In diesen Prioritätenüberlegungen schauen wir alles an. Große Events, die nur Festreden bringen, lehne ich ab, denn eine Predigt vor vielen Leuten ändert nicht viel. Aber alles, was Schulung, Mitarbeiterschulung und Multiplikation fördert, hat Priorität.
So kann man mit Prioritäten arbeiten.
Auch im Familienleben ist es wichtig, sich hinzusetzen, Prioritäten zu besprechen und gemeinsam zu entscheiden. So wisst ihr, wie ihr in einem Gleichgewicht leben könnt. Dabei solltet ihr immer offen bleiben für das Unvorhergesehene, denn das gibt es immer.
Denn man hat mit Menschen zu tun, und man kann nicht alles planen. Das ist besonders kritisch, wenn man einen vollen Terminkalender hat.
Bist du flexibel? Das ist ein ganz, ganz voller Terminkalender. Wie kann man da flexibel sein, wenn etwas dazwischenkommt?
Ich selbst bin nicht sehr flexibel mit Terminen, weil mein Kalender so voll ist. Aber ich will flexibel bleiben für Menschen.
Wie macht man das, wenn man viele Termine hat, Familienverpflichtungen und so weiter? Ich sehe darin kein großes Problem. Wenn ich zum Beispiel morgen früh auf der Rückfahrt jemanden mitnehme oder irgendwo Menschen treffe, dann sind das Menschen. Und plötzlich kommt etwas dazwischen.
Mein Studium, Familienleben und andere Verpflichtungen müssen einfach darin Platz finden.
Ich frage mich manchmal, wie das bei anderen ist, aber ich brauche relativ viel Zeit, wenn ich etwas vorbereite – zum Beispiel für eine Unterrichtsstunde.
Dann kann es manchmal vorkommen, dass etwas dazwischenkommt und ich trotzdem zusage. Manchmal lasse ich mich auch überreden.
Aber ich versuche, die Zeit Gott zu widmen – um mich auf ihn vorzubereiten, das Volk vorzubereiten oder andere Dinge zu tun.
Ich glaube, für diejenigen, die lehren oder evangelisieren – also die Botschaft weitergeben – machen das viele so. Von den Praktikanten, die ich hatte, machen es jetzt viele so.
Mein Rat ist immer, dass man hin und wieder eine ganze Woche nimmt, in der man keine Dienste hat und sich voll auf ein biblisches Buch konzentriert. So kann man es für sich selbst intensiv studieren.

[Vorliegende Zeilen]:
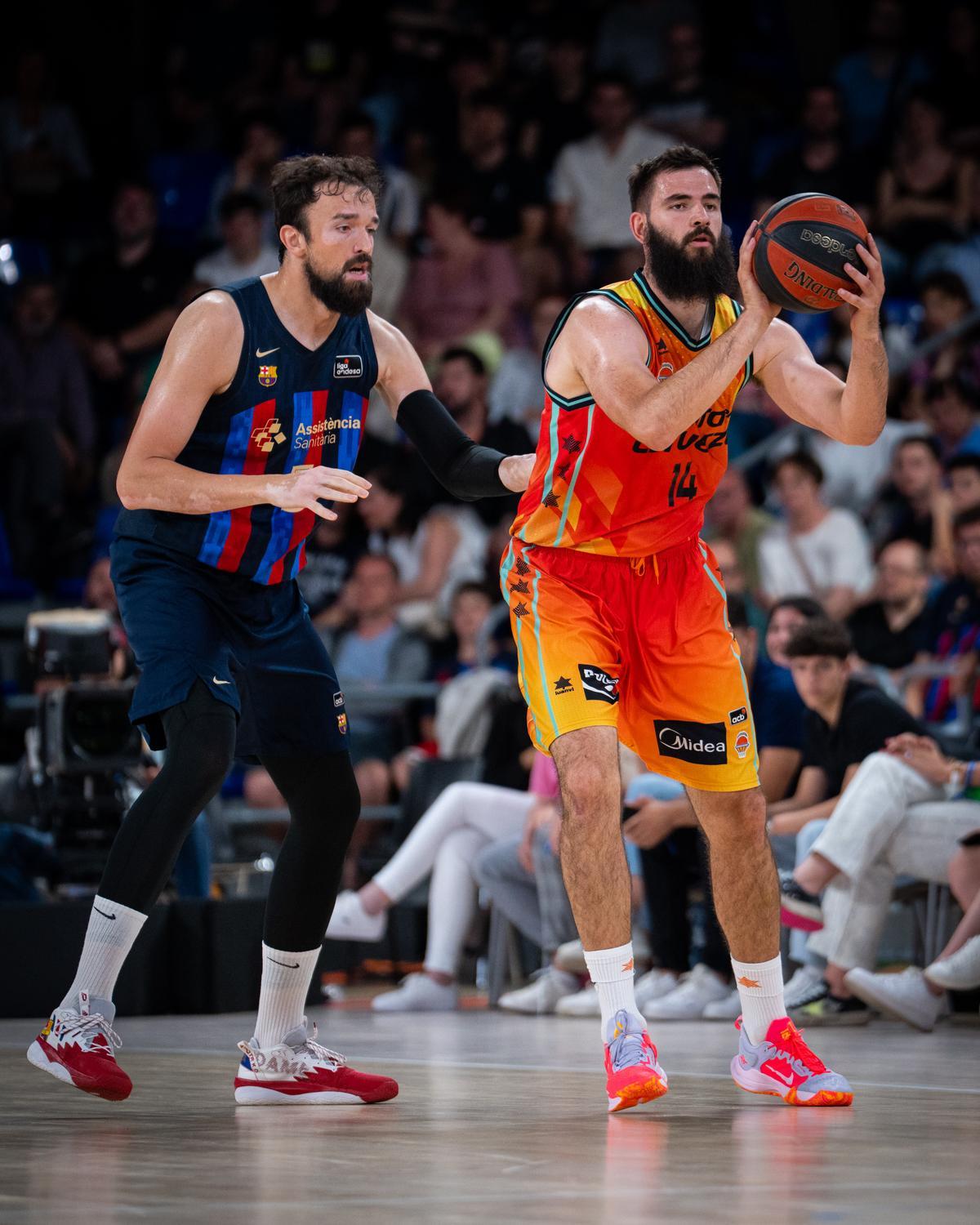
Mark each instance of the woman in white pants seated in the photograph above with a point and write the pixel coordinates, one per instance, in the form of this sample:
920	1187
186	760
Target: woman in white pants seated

[Aufgabe 1]:
Kopiere aus dem Textauszug wortgetreu die Stelle, die mit „Wie macht man“ anfängt und sich bis „für eine Unterrichtsstunde.“ fortsetzt.
[Aufgabe 2]:
Nenne alle Sätze im Textauszug, die mit einem Fragezeichen enden.

[Lösung 1]:
Wie macht man das, wenn man viele Termine hat, Familienverpflichtungen und so weiter? Ich sehe darin kein großes Problem. Wenn ich zum Beispiel morgen früh auf der Rückfahrt jemanden mitnehme oder irgendwo Menschen treffe, dann sind das Menschen. Und plötzlich kommt etwas dazwischen.
Mein Studium, Familienleben und andere Verpflichtungen müssen einfach darin Platz finden.
Ich frage mich manchmal, wie das bei anderen ist, aber ich brauche relativ viel Zeit, wenn ich etwas vorbereite – zum Beispiel für eine Unterrichtsstunde.

[Lösung 2]:
- Bist du flexibel?
- Wie kann man da flexibel sein, wenn etwas dazwischenkommt?
- Wie macht man das, wenn man viele Termine hat, Familienverpflichtungen und so weiter?